**ЗАДАЧА**
Перепишите без изменений часть отрывка о Франции, приведенного ниже, начиная со слов «Так как я уже» и далее до слов «не только тело, но и душу.» включительно.

**ПРЕДОСТАВЛЕННЫЙ ОТРЫВОК**
=-=-=

Так как я уже прошел через горнило испытаний прежде (в Америке), кто-то может поинтересоваться, зачем мне понадобился этот второй опыт. Попытаюсь объяснить. В Америке, когда я стал опускаться, меня поджидало двойное дно. Подлинное же дно, chez nous*, — зыбучие пески, откуда не выбраться. У меня уже пропадала надежда. Завтра не было, а вместо него только бесконечная перспектива из серых, однообразных, унылых дней. Я не мог отделаться от мысли, что нахожусь в пустоте, связанный по рукам и ногам, в смирительной рубашке. Чтобы освободиться, следовало слиться с миром, воздухом которого я не мог дышать. Я был быком на арене, где конец один — неминуемая смерть. Более того, смерть без надежды на воскрешение. Ведь мы в Америке убиваем не только тело, но и душу.
* У нас (фр.).
Во Франции меня поджидало не только то, о чем я уже сказал: здесь я обрел новую волю к жизни. Я нашел здесь и отца, даже нескольких. Первым был мой учитель французского языка с юга Франции, старый добрый Лантельм; думаю, ныне уже покойный. Лето он проводил на Иль-д’Олерон. Казалось, мои посещения радуют его сердце. Наш разговор всегда вращался вокруг старой Франции, особенно часто говорили мы о Провансе. В его обществе мне казалось, что я тоже некогда принадлежал к тому миру, что по своему духу я ближе к южанам, чем к соотечественникам или к парижским варварам. Между нами не существовало никаких барьеров. С самого начала мы понимали и принимали друг друга — несмотря на мой чудовищный французский. Благодаря его стараниям я стал понимать зрелую мудрость французов, их врожденную учтивость, терпимость, их проницательность, их поразительную способность выделить главное и существенное. Благодаря ему я узнал новый тип любви: любви к скромным вещам. Он любил все, чем окружил себя. Я, который всю свою жизнь так легко со всем расставался, теперь стал новыми глазами смотреть на самые пустяковые, самые незначительные вещи. В его доме я впервые начал понимать истинное значение человеческого творчества. Я понял, что оно — отражение божественного начала. Я понял, что творчество начинается с дома, с того, что под рукой, с того, на что не обращаешь внимания и презираешь, потому что оно слишком хорошо знакомо. Медленно, очень медленно, как если бы с моих глаз снимали одну пелену за другой, — а так и было! — я стал понимать, что живу в саду, полном сокровищ, в саду под названием Франция, на которую весь мир поглядывает любовно и немного завистливо. Мне стало ясно, почему немцы чувствуют такую настоятельную потребность побывать в этом саду, почему они никогда не перестают бросать в том направлении алчные взгляды. И почему пренебрежительно отзываются об этих сокровищах, будучи не в состоянии прибрать их к рукам. Я понимаю также, почему мои соотечественники ищут в этом саду убежище, хотя в мире все (предположительно) — к их услугам. Я могу понять, почему в моменты зависти, или горечи, или из-за извращенного чувства ностальгии они иногда называют этот Рай приютом для престарелых и немощных. Предвижу, что когда-нибудь они отрекутся от этой страны, давшей им свободу и покой, или обвинят ее, назвав гнездом порока.

=-=-=

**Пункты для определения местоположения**
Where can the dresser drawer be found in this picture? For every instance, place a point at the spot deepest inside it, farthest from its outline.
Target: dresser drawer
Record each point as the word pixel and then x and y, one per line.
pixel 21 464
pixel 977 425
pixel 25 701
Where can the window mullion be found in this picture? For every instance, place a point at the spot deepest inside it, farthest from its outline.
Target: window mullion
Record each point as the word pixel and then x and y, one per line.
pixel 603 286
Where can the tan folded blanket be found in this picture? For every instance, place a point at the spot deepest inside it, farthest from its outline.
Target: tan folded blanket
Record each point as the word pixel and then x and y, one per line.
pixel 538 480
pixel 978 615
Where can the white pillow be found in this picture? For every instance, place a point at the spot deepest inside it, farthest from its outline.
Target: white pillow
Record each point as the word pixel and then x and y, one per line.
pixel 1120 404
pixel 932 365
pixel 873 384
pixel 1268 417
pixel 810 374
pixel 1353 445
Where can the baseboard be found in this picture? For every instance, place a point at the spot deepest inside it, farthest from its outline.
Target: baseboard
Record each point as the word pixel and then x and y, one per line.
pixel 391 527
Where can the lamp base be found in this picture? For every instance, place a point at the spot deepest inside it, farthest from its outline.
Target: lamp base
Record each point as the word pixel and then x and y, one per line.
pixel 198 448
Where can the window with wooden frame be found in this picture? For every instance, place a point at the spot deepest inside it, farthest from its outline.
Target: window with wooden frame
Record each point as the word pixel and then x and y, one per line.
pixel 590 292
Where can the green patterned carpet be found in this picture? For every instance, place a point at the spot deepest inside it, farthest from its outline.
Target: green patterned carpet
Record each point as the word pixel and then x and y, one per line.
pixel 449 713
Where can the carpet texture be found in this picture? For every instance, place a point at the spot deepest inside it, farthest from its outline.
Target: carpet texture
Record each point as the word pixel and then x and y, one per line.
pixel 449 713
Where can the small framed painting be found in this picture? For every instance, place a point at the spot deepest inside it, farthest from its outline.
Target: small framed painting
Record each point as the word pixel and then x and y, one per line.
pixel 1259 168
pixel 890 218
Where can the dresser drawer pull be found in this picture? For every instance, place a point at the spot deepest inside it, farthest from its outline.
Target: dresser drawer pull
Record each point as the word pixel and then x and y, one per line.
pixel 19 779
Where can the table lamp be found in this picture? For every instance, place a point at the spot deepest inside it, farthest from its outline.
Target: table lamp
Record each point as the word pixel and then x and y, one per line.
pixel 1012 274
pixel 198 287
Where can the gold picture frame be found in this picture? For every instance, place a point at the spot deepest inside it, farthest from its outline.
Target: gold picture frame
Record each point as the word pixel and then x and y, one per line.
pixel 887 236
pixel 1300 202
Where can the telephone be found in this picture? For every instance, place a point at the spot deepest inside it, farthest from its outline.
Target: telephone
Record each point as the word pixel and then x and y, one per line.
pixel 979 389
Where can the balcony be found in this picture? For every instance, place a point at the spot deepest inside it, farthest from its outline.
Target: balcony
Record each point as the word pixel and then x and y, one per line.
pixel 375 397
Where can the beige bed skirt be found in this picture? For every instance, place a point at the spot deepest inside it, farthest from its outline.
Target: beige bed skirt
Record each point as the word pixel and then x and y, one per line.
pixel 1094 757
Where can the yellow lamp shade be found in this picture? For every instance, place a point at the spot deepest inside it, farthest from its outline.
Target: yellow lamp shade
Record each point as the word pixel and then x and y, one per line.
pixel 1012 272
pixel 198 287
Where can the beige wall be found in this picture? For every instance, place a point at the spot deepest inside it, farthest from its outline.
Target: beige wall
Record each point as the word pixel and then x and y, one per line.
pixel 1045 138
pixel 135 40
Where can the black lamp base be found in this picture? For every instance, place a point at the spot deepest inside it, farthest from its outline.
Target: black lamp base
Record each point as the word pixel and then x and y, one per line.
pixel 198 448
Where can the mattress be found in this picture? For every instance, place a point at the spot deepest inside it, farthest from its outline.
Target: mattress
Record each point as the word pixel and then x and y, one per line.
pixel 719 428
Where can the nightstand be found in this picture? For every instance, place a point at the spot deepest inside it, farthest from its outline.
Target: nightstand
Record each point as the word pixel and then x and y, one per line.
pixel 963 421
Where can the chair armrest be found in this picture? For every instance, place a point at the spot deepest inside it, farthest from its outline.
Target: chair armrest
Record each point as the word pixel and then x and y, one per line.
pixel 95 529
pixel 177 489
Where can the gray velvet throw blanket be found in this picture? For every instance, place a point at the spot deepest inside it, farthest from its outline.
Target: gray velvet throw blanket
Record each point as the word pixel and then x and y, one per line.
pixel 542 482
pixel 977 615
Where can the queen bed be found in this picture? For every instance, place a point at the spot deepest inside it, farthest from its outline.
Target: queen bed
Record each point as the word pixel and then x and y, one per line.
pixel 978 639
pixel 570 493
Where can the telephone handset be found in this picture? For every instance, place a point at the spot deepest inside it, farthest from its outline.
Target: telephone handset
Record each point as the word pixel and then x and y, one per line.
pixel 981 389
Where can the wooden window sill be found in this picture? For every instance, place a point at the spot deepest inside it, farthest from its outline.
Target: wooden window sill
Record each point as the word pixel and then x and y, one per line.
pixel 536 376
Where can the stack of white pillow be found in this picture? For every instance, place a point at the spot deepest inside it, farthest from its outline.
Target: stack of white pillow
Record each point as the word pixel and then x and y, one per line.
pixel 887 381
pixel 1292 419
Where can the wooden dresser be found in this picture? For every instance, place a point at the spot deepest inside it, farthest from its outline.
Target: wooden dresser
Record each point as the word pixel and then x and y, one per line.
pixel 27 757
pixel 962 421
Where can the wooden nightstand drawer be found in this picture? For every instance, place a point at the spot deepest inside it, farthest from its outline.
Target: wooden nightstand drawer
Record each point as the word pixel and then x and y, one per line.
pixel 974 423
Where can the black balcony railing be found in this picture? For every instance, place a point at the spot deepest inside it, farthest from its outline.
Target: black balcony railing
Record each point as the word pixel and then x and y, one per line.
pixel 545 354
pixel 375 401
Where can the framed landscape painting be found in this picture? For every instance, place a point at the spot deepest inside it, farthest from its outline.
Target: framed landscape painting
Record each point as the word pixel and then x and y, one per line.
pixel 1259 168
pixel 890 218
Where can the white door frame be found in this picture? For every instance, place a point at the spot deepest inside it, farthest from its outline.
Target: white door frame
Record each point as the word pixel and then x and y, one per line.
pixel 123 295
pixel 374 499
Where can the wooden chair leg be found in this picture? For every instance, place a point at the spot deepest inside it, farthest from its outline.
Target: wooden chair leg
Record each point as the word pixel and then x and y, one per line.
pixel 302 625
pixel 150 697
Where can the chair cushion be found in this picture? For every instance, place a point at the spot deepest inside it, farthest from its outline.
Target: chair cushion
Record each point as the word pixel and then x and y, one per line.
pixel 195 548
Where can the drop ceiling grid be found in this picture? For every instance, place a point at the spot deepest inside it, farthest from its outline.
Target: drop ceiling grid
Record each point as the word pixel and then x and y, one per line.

=-=-=

**ГОТОВЫЙ ОТВЕТ**
Так как я уже прошел через горнило испытаний прежде (в Америке), кто-то может поинтересоваться, зачем мне понадобился этот второй опыт. Попытаюсь объяснить. В Америке, когда я стал опускаться, меня поджидало двойное дно. Подлинное же дно, chez nous*, — зыбучие пески, откуда не выбраться. У меня уже пропадала надежда. Завтра не было, а вместо него только бесконечная перспектива из серых, однообразных, унылых дней. Я не мог отделаться от мысли, что нахожусь в пустоте, связанный по рукам и ногам, в смирительной рубашке. Чтобы освободиться, следовало слиться с миром, воздухом которого я не мог дышать. Я был быком на арене, где конец один — неминуемая смерть. Более того, смерть без надежды на воскрешение. Ведь мы в Америке убиваем не только тело, но и душу.